Segment Start: Data extract

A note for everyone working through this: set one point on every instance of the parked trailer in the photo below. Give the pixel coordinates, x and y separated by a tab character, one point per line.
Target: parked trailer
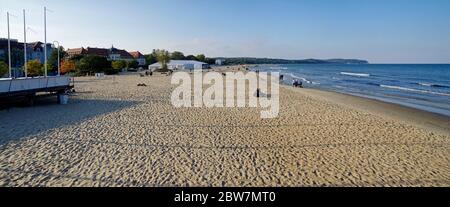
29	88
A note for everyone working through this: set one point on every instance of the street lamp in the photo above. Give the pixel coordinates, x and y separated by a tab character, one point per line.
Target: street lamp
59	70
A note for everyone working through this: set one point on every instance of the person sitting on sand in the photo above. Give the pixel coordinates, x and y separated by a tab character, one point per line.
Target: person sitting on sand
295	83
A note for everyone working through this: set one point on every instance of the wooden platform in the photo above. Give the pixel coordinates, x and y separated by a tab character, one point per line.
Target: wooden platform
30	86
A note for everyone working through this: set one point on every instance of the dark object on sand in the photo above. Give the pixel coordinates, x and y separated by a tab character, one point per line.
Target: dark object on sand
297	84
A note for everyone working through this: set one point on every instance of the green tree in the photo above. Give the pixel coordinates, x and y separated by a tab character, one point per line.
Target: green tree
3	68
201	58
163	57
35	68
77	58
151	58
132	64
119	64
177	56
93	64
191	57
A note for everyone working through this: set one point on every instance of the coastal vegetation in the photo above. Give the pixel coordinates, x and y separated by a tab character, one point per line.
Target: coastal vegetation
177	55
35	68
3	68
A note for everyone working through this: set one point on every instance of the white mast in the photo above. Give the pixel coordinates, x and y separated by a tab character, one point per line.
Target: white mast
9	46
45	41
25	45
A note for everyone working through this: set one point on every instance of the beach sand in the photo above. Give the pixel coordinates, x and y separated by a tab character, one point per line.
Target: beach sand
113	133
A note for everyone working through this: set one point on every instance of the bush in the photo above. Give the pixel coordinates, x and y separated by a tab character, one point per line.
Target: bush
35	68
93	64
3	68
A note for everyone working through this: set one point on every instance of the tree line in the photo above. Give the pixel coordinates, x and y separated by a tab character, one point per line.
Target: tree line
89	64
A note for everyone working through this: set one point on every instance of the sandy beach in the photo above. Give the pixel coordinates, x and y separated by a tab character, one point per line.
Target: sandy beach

Segment End: Data extract
Segment Start: Data extract

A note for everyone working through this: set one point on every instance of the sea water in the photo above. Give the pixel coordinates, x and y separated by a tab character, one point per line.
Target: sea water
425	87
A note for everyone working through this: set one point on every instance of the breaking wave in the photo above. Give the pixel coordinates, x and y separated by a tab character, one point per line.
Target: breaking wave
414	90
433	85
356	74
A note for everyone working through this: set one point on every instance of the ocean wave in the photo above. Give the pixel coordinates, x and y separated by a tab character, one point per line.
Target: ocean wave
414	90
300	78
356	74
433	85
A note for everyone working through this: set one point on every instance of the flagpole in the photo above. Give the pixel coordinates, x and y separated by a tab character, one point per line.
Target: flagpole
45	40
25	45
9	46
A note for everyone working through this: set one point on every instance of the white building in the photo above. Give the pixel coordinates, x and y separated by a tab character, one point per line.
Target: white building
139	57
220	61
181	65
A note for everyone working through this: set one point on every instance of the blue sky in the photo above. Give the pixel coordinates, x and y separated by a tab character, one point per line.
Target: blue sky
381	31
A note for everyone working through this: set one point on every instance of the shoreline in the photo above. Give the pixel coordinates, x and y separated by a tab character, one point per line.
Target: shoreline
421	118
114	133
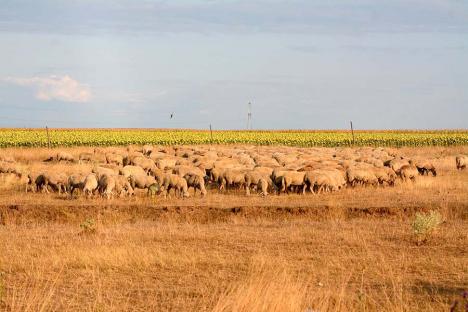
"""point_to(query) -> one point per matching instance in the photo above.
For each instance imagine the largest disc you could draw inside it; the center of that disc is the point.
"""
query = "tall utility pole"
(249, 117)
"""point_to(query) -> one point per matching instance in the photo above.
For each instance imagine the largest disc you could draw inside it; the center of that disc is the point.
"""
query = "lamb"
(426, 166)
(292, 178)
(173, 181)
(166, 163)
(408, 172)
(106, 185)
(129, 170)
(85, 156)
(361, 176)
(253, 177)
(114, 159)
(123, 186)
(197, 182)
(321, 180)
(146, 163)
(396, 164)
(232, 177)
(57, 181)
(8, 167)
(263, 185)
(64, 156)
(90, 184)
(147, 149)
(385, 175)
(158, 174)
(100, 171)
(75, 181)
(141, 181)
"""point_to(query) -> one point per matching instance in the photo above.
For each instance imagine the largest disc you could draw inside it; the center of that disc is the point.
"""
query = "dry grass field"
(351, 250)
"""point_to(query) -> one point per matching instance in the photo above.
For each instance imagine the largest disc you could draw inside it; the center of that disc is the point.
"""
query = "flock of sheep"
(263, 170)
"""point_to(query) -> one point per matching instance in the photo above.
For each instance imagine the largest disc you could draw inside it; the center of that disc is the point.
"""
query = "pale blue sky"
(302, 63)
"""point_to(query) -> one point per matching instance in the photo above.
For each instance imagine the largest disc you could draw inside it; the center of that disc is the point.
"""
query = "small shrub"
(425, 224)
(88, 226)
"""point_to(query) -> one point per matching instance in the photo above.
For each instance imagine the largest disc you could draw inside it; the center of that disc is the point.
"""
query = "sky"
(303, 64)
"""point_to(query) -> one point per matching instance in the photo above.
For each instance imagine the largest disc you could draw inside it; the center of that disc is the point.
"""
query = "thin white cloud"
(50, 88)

Segment End: Data extract

What the task requires
From the entries, copy out each line containing the word "sandy".

Exercise response
A note for everyone working through this: set one point on every instance of the sandy beach in the photo above. Give the pixel coordinates, x and y separated by a tab character, one point per line.
Target: sandy beach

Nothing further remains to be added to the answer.